### REQUIRED TASK
Extract each line in the listing below that contains the string "stone", matching case exactly, and copy every such line in full.

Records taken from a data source

________

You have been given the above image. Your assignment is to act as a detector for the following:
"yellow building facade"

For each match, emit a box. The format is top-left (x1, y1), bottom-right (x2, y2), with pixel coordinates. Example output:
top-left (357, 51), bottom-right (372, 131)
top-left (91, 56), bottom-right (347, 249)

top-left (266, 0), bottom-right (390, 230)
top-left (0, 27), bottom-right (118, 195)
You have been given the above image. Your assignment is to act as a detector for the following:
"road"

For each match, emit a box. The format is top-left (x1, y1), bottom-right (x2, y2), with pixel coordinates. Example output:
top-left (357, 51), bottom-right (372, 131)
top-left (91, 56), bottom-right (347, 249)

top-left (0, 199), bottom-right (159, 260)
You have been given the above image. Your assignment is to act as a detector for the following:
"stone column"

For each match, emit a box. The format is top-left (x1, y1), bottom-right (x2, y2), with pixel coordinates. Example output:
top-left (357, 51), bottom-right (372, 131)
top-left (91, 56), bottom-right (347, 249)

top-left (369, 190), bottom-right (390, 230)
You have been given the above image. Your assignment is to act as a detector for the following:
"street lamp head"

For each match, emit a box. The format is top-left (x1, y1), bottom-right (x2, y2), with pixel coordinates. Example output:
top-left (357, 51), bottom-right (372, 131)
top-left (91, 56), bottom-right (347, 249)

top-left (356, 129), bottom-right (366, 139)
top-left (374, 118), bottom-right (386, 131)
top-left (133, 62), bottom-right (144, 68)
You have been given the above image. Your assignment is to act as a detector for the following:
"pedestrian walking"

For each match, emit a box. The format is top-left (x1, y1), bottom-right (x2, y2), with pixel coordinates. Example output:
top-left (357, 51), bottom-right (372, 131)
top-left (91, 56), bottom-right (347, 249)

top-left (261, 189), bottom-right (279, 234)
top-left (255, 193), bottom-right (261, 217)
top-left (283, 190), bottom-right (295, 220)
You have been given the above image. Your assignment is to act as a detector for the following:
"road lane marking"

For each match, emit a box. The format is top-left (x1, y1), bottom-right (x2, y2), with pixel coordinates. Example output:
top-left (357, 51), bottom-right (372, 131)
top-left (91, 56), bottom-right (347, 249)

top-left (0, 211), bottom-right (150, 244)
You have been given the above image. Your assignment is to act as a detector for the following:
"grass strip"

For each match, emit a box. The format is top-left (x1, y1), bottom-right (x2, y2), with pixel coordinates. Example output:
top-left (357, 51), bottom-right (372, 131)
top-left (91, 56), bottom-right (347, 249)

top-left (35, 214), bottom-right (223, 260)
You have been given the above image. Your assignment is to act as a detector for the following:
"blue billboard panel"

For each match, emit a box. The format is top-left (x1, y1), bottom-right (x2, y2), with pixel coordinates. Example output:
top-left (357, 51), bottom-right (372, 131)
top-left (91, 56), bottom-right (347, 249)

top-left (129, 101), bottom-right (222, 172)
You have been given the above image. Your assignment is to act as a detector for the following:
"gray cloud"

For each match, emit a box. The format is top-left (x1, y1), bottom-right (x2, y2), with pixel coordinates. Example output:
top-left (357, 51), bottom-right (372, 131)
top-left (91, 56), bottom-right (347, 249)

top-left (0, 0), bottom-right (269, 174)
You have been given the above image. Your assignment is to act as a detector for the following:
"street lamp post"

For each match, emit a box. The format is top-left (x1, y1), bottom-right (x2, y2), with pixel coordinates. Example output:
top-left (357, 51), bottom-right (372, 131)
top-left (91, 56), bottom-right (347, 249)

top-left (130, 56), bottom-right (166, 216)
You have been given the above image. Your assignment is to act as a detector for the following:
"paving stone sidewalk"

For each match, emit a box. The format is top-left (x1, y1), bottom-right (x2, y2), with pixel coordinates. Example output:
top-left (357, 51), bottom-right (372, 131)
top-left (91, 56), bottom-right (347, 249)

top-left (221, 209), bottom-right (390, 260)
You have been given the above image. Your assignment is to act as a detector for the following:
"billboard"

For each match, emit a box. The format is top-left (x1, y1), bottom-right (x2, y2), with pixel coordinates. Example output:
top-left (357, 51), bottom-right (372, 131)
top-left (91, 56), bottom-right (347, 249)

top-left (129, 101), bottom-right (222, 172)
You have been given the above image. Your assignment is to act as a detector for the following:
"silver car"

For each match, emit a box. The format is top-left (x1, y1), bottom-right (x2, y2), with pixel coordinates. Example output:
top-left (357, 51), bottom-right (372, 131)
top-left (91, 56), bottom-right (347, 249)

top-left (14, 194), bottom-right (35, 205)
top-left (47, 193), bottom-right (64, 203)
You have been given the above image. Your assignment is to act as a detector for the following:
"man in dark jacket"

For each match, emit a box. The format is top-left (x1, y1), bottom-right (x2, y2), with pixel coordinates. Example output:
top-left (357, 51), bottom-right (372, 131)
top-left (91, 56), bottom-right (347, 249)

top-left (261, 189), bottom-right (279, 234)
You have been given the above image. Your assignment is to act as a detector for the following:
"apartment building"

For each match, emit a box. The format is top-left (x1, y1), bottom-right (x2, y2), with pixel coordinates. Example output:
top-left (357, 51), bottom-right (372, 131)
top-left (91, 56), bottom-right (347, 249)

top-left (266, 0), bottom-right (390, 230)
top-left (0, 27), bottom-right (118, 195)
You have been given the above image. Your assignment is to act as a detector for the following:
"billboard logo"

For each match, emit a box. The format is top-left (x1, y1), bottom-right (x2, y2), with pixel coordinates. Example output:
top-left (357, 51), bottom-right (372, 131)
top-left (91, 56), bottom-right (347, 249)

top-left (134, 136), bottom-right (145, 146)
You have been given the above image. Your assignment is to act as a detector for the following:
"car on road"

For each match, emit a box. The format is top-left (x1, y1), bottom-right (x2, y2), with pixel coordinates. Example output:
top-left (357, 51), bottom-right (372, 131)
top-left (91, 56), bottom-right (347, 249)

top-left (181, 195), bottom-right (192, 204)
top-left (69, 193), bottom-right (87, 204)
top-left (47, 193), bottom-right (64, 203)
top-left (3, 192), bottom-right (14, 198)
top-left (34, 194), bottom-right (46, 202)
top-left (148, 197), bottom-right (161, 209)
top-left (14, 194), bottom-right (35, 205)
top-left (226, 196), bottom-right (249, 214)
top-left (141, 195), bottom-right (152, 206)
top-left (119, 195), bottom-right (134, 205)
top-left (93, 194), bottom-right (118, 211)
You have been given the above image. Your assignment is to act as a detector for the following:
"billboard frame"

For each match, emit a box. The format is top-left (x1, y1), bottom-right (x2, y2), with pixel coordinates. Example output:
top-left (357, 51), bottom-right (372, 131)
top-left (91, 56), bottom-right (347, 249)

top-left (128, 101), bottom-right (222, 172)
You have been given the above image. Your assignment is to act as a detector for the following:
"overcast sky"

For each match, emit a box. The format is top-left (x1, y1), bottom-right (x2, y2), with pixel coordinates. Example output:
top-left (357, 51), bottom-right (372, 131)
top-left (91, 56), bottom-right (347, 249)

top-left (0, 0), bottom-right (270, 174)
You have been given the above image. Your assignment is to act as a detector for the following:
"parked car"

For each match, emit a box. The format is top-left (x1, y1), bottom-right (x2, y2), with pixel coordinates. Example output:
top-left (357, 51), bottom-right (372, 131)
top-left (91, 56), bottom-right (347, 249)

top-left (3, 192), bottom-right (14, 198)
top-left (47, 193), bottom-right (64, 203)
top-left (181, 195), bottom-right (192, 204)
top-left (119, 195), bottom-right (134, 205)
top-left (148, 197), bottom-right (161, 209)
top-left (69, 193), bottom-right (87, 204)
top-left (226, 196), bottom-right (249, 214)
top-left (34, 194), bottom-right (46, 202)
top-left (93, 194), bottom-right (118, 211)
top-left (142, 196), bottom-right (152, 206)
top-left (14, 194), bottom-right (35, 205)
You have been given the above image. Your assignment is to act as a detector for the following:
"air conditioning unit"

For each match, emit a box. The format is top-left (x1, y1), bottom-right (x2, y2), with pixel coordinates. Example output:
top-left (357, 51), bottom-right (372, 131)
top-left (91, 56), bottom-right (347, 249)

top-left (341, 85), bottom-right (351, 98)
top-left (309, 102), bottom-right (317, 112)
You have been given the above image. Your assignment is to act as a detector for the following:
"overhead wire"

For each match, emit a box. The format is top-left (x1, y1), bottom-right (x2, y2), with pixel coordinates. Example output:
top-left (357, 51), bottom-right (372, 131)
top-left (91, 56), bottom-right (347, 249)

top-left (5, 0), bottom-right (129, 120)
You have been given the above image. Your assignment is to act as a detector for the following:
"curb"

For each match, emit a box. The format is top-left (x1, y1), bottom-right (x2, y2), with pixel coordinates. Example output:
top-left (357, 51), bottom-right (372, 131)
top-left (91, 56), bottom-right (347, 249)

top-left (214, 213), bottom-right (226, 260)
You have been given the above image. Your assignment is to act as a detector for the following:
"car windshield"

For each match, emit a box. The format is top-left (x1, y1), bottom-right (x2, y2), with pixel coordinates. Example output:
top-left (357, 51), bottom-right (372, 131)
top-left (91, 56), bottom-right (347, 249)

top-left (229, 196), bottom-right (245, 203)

________

### FINISHED EXERCISE
"stone column"
"paving stone sidewalk"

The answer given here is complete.